= What is needed =
Return each line of the material verbatim.

--- begin Provided information ---

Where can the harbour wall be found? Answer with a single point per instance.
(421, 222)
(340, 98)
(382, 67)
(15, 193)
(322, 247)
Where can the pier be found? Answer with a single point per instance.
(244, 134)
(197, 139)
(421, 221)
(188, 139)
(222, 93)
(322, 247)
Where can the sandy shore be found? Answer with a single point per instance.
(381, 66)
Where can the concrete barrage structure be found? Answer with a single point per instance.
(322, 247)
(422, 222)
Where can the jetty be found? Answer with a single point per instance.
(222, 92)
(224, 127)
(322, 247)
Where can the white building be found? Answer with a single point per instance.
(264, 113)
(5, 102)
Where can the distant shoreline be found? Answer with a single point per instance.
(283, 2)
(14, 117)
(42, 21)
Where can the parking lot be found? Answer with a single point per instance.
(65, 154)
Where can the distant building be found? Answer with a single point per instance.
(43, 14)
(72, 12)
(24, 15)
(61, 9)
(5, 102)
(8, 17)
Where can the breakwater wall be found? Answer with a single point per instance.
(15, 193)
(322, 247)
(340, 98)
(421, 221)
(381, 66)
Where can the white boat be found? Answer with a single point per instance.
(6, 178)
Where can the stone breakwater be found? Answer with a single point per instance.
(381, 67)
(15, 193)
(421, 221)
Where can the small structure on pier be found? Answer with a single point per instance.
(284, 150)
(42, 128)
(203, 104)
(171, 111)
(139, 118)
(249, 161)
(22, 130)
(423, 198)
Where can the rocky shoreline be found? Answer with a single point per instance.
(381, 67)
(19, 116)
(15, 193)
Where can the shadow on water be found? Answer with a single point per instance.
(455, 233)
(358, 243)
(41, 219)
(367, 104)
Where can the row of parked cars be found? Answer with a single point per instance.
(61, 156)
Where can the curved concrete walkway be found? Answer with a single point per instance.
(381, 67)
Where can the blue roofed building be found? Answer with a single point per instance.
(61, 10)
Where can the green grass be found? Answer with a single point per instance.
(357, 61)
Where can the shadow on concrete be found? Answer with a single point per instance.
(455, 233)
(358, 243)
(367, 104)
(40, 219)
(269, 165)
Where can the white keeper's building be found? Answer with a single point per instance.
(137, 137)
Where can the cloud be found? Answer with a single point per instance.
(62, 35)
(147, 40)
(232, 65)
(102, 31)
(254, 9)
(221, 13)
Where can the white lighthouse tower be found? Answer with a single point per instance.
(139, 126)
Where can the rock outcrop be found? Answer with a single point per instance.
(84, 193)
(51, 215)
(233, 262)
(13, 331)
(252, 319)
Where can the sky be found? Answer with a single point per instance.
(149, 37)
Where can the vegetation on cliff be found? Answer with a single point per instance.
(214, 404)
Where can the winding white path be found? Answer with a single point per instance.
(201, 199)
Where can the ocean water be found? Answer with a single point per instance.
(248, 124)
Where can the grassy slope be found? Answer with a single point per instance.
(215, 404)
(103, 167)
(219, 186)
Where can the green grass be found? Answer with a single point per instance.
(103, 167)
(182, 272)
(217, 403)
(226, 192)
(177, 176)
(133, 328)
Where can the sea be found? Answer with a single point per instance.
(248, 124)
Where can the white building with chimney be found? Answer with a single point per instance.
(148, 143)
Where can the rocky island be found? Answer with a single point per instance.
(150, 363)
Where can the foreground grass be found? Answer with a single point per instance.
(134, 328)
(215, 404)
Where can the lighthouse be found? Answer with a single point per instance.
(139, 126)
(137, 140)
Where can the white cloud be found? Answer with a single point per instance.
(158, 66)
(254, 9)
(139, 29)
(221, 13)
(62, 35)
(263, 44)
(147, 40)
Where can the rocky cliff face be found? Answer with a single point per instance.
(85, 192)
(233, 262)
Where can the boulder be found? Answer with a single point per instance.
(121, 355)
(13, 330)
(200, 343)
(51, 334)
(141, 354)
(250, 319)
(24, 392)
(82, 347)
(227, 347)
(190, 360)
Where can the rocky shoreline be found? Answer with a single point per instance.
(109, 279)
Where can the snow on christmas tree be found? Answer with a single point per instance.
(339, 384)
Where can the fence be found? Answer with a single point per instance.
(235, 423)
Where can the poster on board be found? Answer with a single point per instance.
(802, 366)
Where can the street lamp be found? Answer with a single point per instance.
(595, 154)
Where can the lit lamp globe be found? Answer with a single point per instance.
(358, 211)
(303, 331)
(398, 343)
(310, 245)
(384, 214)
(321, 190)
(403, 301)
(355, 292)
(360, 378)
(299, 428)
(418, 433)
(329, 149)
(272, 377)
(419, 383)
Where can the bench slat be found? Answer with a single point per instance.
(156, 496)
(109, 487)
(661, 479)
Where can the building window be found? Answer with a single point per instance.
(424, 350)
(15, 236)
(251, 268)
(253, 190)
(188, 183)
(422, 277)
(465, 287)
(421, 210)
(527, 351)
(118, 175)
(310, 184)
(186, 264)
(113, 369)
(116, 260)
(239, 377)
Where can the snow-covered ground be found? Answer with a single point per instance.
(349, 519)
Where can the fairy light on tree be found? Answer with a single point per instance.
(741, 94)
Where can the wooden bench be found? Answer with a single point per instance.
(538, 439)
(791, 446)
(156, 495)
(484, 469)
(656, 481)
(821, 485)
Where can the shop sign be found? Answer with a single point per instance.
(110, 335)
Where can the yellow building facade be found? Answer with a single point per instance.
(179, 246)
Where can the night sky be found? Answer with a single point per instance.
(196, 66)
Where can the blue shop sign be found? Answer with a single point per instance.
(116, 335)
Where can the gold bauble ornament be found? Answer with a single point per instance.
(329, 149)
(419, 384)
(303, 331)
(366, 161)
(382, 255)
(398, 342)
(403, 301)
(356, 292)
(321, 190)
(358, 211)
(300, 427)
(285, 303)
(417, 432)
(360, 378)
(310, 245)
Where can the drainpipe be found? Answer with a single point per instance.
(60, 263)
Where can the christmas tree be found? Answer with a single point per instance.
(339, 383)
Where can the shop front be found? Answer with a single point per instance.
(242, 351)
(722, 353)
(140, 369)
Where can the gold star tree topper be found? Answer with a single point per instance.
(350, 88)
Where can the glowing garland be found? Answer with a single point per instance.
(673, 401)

--- end Provided information ---

= Response below =
Where can the harbour wall be found? Answer with a single point per instance.
(421, 222)
(340, 98)
(382, 67)
(15, 193)
(322, 247)
Where can the pier be found? Answer with a single point per instance.
(244, 134)
(197, 139)
(421, 221)
(188, 139)
(222, 93)
(322, 247)
Where can the sandy shore be found? Answer with a single point per instance.
(381, 66)
Where can the concrete barrage structure be found? Answer with a single point per instance.
(322, 247)
(422, 222)
Where can the jetty be found? Answer with a single point per instance.
(222, 92)
(224, 127)
(322, 247)
Where can the white building be found? Answer with a single point per instance.
(264, 113)
(5, 102)
Where can the distant shoreline be found? Answer with a single point per instance.
(283, 2)
(14, 117)
(42, 21)
Where can the parking lot be found? Answer with a single point per instance.
(65, 154)
Where can the distant building be found? Answer with a single point per instance.
(43, 14)
(72, 12)
(24, 15)
(61, 9)
(5, 102)
(8, 17)
Where can the breakwater wall be found? Answer with a single point per instance.
(15, 193)
(322, 247)
(340, 98)
(421, 221)
(381, 66)
Where can the white boat be found? Answer with a single point per instance.
(6, 178)
Where can the stone breakwater be found? Answer with a single point per instance.
(381, 67)
(15, 193)
(421, 221)
Where can the small structure on pier be found? Answer with a single point per instance.
(284, 150)
(42, 128)
(203, 104)
(171, 111)
(139, 118)
(249, 161)
(22, 130)
(423, 198)
Where can the rocky shoreline be found? Answer with a single point per instance.
(381, 67)
(19, 116)
(15, 193)
Where can the shadow on water be found? Answer with a single point per instance.
(455, 233)
(358, 243)
(41, 219)
(367, 104)
Where can the row of parked cars be found? Answer with a single point per instance.
(61, 156)
Where can the curved concrete walkway be found? Answer with a single point per instance.
(381, 67)
Where can the blue roofed building be found? Answer with a single point per instance.
(61, 10)
Where can the green grass be found? Answer with a single point per instance.
(357, 61)
Where can the shadow on concrete be found? Answer with a single point per instance.
(455, 233)
(358, 243)
(367, 104)
(40, 219)
(269, 165)
Where can the white keeper's building be found? Answer with a single point per instance.
(137, 137)
Where can the cloud be found? Answer with a single point per instance.
(62, 35)
(147, 40)
(232, 65)
(102, 31)
(254, 9)
(221, 13)
Where can the white lighthouse tower be found? Answer with a single point per instance.
(139, 126)
Where can the rock outcrop be found? Answer with a single point per instance.
(84, 193)
(51, 215)
(233, 262)
(13, 331)
(252, 319)
Where can the sky be found? Answer with a single point per instance.
(149, 37)
Where can the vegetation on cliff be found? Answer with a single point per instance.
(214, 404)
Where can the winding white path be found? Answer with a single point per instance.
(201, 199)
Where can the ocean water be found? Answer with a single point per instance.
(248, 124)
Where can the grassy slope be found? Answer with a single point per instance.
(215, 404)
(103, 167)
(219, 186)
Where can the green grass be found? Answer with a single point per instance.
(103, 167)
(182, 272)
(217, 403)
(226, 192)
(177, 176)
(133, 328)
Where can the sea be found? Answer with a single point per instance.
(248, 124)
Where can the white building with chimney be found? Answer with a single point per instance.
(148, 143)
Where can the rocky island be found? Answer with a single point per instance.
(150, 363)
Where can the foreground grass be found? Answer with a single point per instance.
(134, 328)
(215, 404)
Where can the lighthouse be found? Answer with a single point per instance.
(139, 126)
(137, 140)
Where can the white cloud be found? Answer with a single point per instance.
(158, 66)
(254, 9)
(139, 29)
(221, 13)
(62, 35)
(263, 44)
(147, 40)
Where can the rocky cliff face be found? Answer with a single point per instance.
(85, 192)
(233, 262)
Where can the boulder be found? Answer with a single point per instance.
(121, 355)
(13, 330)
(200, 343)
(51, 334)
(141, 354)
(250, 319)
(24, 392)
(82, 347)
(227, 347)
(190, 360)
Where can the rocky shoreline be found? Answer with a single point per instance.
(109, 279)
Where can the snow on christmas tree be found? Answer with a single point per instance.
(339, 384)
Where can the fence be found? Answer with a single point per instance.
(235, 423)
Where can the poster on board be found? Answer with a single point per instance.
(802, 366)
Where can the street lamp be found? Answer with a single point per instance.
(595, 154)
Where can the lit lamp globe be found? Answer with a single point per instance.
(358, 211)
(303, 331)
(398, 343)
(310, 245)
(384, 214)
(321, 190)
(403, 301)
(355, 292)
(360, 378)
(299, 428)
(418, 433)
(329, 149)
(272, 377)
(419, 383)
Where can the bench slat be found? Answer with a single point per instance.
(156, 496)
(109, 487)
(661, 479)
Where can the building window be found? Answer with a single point per instance.
(424, 350)
(15, 236)
(251, 268)
(253, 190)
(188, 183)
(422, 277)
(465, 287)
(421, 210)
(527, 351)
(118, 175)
(310, 184)
(186, 264)
(113, 369)
(116, 260)
(239, 377)
Where can the snow-covered ground be found? Answer with a single point per instance.
(349, 519)
Where can the fairy light on tree be found? Answer with a single point per instance.
(741, 94)
Where can the wooden bench be found? Answer with a single point per instance.
(538, 439)
(791, 446)
(156, 495)
(484, 469)
(656, 481)
(821, 485)
Where can the shop sign be found? Answer with a single point per instance.
(110, 335)
Where can the yellow building facade be found? Answer with a single point per instance.
(179, 246)
Where can the night sky be found? Answer with a single point per instance.
(196, 66)
Where can the blue shop sign be found? Answer with a single point per instance.
(116, 335)
Where can the gold bauble ornament be found? Answer with a single point per instance.
(329, 149)
(419, 384)
(303, 331)
(366, 161)
(382, 255)
(398, 342)
(403, 301)
(356, 292)
(321, 190)
(358, 211)
(300, 427)
(285, 303)
(417, 432)
(360, 378)
(310, 245)
Where can the drainpipe be found? Answer with a single point per instance.
(60, 263)
Where can the christmas tree be found? Answer with a single point per instance.
(339, 383)
Where can the shop front be found? Answer with a single point per instance.
(242, 351)
(722, 353)
(140, 369)
Where can the gold star tree topper be found? Answer with a single point per instance.
(350, 88)
Where can the glowing garland be found? Answer with a single point per instance.
(673, 401)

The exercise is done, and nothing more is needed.